+++ Exercise passage
Art Refuge in Calais, 15/16 September 2016
The Art Refuge UK team this week was Jess Linton, Naomi Press, and Tony Gammidge. We had two days of completely opposing weather, the first extremely hot and sunny and the next heavy and unrelenting rain. This echoed the unpredictable nature of the camp and how easy it is to be caught off guard and feel ill prepared.
We started by visiting a man in the hospital to give him a copy of the film about war in his country that he had made a few weeks back. He looked proud and delighted that his achievement had been recognised and acknowledged. He was particularly keen for the film to be shared on Facebook ('War Film' to follow).
In the CAMI (Centre Accueil Mineurs Isoles et Etrangers) space, stories were told in their own way through words, images, animations, models and sometimes through enactment, behaviour and boisterous energy.
A deaf and mute man enacted out extreme and traumatic experiences with the police in Libya and a nightmarish journey on the boat from there to Italy - shared with 280 packed in to a small space. This started from him picking up a postcard of a sailing boat from the table. Another young boy took a large roll of paper and enacted a scene of a man with a gun ordering him to leave his home town. This week we noticed that he couldn't sit still and needed to be moving around the space interacting boisterously with his friends.
Another man from Afghanistan made an animation film about people from his country but also Sudan and Turkey all dancing and celebrating together for Eid at the beginning of the week. He acknowledged a sense of community between the different cultures. He then went to do a drawing of a car but filled with love hearts. There is a sense that these young people are often thought of as children who have lost their carers but who are also becoming men with all of their frustrated desires.
Outside, working with materials at a table in the shade, a young man confides that today is his 16th birthday and what a big day that would have been for him at home, his first day as a man. We had little to offer to acknowledge this momentous day. Another of the boys started to sing him happy birthday asking him mid song what his name is - highlighting the lone paths these men have been forced to take, even if met with solidarity by those in similar situations in the camp. Conversations of lost families, childhoods and education came throughout the two days.
++++++
+++ Extracted data
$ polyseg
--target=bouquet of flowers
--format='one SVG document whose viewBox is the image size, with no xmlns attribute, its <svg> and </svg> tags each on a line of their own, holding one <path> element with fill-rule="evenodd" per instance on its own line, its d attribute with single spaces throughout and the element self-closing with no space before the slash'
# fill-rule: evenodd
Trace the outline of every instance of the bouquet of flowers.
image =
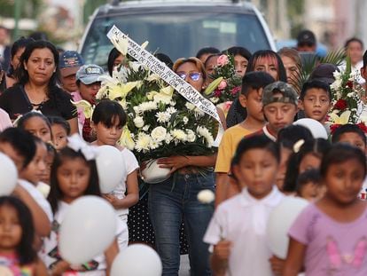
++++++
= Work instructions =
A) Answer these questions using the Art Refuge report:
(i) Which three people made up the Art Refuge UK team that week?
(ii) How many people shared the small space on the boat from Libya to Italy?
(iii) What did the man from Afghanistan draw after making his animation film?
B) Write the next part of the Art Refuge report, starting after its final sentence.
The material stands apart from the Art Refuge report.

= Task results =
A)
(i) Jess Linton, Naomi Press, and Tony Gammidge.
(ii) 280.
(iii) A car filled with love hearts.

B)
Another man is able to express his rage at the fact that he has been in the camp for a year and that his phone is broken and he can't contact his family. He challenges the boundaries of the space with his frustration and a sense of impotence but it feels like he does manage to process something and he perhaps communicates what many people are feeling at the moment.
On the second day in the Médecins du Monde France tent it starts to rain as we start the group. A man from Syria who perhaps in defiance of the rain outside states a desire to make something fun. We make a group of puppets that turn out to be a group of dancers perhaps in a circus act, one sits on another's shoulders and others are clapping and cheering. This animation film is indeed playful and celebratory and he is clearly very pleased with what he has produced.
A young man who has only been in the camp for ten days introduced himself to the team and asked if there was any musical instruments he could play. The only thing we had was a keyboard on the iPad which he immersed himself in for the next few hours, happily playing the piano, very much in his own space but still sat at the table with us.
A man from Afghanistan did an animation of a strong man lifting weights and then continued with some much more vulnerable drawings of scenes of violence and oppression in his home country. His works, though very different both showed courage, openness and an impressive ability to express what he needed to. He stayed for most of the afternoon and before leaving he was keen to welcome us to his home and garden in the camp.
By this time the rain was torrential and was leaking into the tent which made the goodbyes as we packed up much harder than usual as people ran off through the rain to their inadequate shelters. Though on both days people had fully used the space we had offered we still couldn't help but feel a sense of impotence as we left, in particular with numerous reminders of threats of eviction of the camp.